_Aim of the exercise_
Rewrite the records below, changing "corners" to "vertices" and leaving everything else unchanged.

[start of Data entries]

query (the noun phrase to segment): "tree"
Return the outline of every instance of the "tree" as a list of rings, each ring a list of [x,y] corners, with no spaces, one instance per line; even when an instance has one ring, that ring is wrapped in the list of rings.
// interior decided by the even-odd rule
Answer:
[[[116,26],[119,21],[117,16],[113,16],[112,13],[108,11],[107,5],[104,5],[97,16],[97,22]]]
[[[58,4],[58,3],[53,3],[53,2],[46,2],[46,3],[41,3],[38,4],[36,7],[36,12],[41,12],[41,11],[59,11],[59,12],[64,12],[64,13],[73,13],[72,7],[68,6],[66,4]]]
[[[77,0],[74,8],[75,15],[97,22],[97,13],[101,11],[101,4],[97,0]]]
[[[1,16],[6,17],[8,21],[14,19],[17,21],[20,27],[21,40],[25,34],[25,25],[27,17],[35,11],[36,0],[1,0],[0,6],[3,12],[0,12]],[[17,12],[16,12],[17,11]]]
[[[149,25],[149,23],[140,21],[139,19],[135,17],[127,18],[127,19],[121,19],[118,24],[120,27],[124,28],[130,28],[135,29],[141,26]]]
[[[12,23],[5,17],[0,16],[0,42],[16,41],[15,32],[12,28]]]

[end of Data entries]

_The output_
query (the noun phrase to segment): "tree"
Return the outline of every instance of the "tree" as a list of rings, each ring a list of [x,y] vertices, with no spaces, one instance per line; even when an instance has one ring, that ring is wrapped in the list of rings.
// interior decided by the even-odd rule
Answer:
[[[116,26],[119,21],[117,16],[113,16],[112,13],[108,11],[107,5],[104,5],[97,16],[97,22]]]
[[[58,4],[58,3],[53,3],[53,2],[46,2],[46,3],[41,3],[38,4],[36,7],[36,12],[41,12],[41,11],[59,11],[59,12],[64,12],[64,13],[73,13],[72,7],[68,6],[66,4]]]
[[[77,0],[74,8],[75,15],[97,22],[97,13],[101,11],[101,4],[97,0]]]
[[[1,16],[6,17],[8,21],[14,19],[17,21],[20,27],[21,40],[25,34],[25,25],[27,17],[35,11],[36,0],[1,0],[0,6],[3,12],[0,12]],[[17,12],[16,12],[17,11]]]
[[[149,25],[149,23],[140,21],[139,19],[135,17],[127,18],[127,19],[121,19],[118,24],[120,27],[124,28],[130,28],[135,29],[141,26]]]
[[[12,23],[5,17],[0,16],[0,42],[16,41],[15,32],[12,28]]]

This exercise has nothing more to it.